**Document passage**
Enter the Super Savari Express, a city bus tour akin to any you would find in a major city, but with one crucial difference: it is heavily armed.

The brainchild of Farzana Mukhtar, an HR consultant, Super Savari Express is the first of its kind in the city. A single ticket costs 2,000 Pakistani rupees (roughly $20), meaning that it is automatically geared towards a relatively wealthy clientele.

Karachi not being exactly St. Tropez, the tour bus is usually filled with wealthy Karachiites wanting to explore their own city. “We have about 30 to 40 people on each tour, and they all know the political situation and the safety situation – and yet they’re here because they’re hungry to see they can explore,” Atif bin Arif, managing director of Super Savari Express tells The Guardian. “These are the same people who fly to the Vatican to see the Sistine Chapel, even though we have beautiful churches here; or go to India to see temples, when we have Hindu temples here.”

**Recorded information**
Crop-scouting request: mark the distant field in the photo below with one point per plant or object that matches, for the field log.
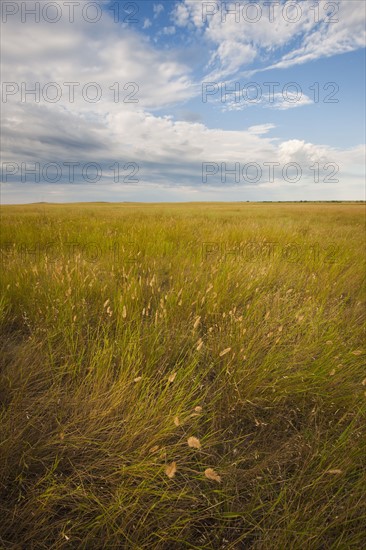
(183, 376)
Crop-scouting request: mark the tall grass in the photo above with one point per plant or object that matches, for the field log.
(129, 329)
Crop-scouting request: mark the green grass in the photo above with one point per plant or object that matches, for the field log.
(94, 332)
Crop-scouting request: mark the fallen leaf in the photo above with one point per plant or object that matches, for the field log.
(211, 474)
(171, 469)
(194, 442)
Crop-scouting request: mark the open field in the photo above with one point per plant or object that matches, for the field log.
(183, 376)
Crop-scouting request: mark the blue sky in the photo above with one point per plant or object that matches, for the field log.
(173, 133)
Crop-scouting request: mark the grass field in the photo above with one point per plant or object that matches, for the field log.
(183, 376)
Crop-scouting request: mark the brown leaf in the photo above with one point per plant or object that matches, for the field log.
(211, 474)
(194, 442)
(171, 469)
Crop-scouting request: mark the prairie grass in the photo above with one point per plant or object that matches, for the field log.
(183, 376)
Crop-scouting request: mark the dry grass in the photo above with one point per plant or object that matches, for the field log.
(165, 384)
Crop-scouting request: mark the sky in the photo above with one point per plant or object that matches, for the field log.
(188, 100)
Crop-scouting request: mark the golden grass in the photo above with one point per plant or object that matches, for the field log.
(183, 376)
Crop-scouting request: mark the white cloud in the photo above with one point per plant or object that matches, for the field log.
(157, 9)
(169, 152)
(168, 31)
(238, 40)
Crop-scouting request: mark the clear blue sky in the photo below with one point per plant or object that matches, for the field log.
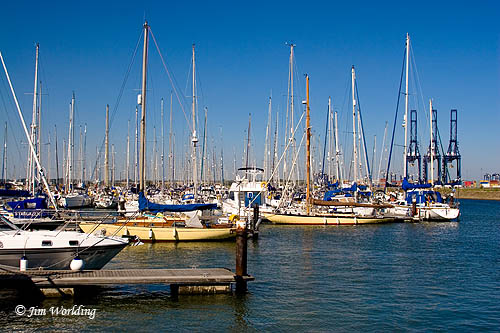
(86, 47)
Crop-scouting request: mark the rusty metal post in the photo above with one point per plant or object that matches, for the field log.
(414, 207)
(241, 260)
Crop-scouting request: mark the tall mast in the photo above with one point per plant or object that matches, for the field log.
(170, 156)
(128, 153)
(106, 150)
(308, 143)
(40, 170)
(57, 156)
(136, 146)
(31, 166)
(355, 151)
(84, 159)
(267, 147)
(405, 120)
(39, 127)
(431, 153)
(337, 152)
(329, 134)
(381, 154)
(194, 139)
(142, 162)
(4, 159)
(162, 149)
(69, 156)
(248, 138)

--

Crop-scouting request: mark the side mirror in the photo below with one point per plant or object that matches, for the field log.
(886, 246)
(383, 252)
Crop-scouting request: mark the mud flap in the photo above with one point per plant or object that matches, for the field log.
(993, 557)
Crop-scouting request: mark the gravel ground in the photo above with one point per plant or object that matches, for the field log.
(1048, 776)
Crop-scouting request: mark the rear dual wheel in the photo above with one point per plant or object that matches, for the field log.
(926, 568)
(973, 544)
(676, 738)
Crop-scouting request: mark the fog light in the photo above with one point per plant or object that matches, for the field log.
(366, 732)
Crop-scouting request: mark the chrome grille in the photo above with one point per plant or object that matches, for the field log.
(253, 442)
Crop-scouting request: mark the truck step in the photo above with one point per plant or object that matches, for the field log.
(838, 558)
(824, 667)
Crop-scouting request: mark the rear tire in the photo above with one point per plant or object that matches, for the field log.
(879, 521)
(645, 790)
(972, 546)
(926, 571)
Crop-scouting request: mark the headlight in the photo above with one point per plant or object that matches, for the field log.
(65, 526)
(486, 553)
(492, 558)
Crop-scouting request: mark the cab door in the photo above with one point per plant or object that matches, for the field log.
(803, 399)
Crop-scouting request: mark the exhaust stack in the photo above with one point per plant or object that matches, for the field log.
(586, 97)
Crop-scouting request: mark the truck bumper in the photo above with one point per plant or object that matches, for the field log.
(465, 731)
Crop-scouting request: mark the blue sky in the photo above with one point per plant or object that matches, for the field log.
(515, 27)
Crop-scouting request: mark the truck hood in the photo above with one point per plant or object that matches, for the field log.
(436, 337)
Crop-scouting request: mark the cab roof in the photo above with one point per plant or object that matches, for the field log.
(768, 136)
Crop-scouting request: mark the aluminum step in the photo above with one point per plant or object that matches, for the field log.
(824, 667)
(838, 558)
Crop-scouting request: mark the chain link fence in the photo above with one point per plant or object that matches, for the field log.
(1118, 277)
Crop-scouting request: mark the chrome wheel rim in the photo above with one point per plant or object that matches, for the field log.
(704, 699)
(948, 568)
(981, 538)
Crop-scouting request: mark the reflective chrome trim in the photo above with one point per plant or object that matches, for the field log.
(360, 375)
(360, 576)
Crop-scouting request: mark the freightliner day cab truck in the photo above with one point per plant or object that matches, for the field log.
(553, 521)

**What to do**
Extend the passage about the Super Savari Express tour bus in Karachi, starting right after its last sentence. The lines are apart from the passage about the Super Savari Express tour bus in Karachi.

**Exercise response**
super savari express


Built around one of the city’s gloriously kitsch public buses, painted with technicolor flowers and peacocks and festooned with pink and red feathers, tassles and tissue-paper flowers, six gun-toting guards take care of security in the Super Savari Express. In addition to showing off the former capital’s architectural heritage, the five-hour tour aims to highlight the city’s diversity by stopping off at a Hindu temple, a cathedral, a Parsi fire temple and mosques belonging to two minority Muslim groups, the Memons and the Dawoodi Bohra, all part of Bin Arif’s goal to demonstrate Karachi’s “mosaic of cultures, ethnicities and religions.”

It is a bit of a culture shock, travelling like this, in your own city. For many on the tour, people who are used to being driven around in air-conditioned cars, travelling by public bus is a first. Others recall how in safer times in their youth they would take the bus to school or university.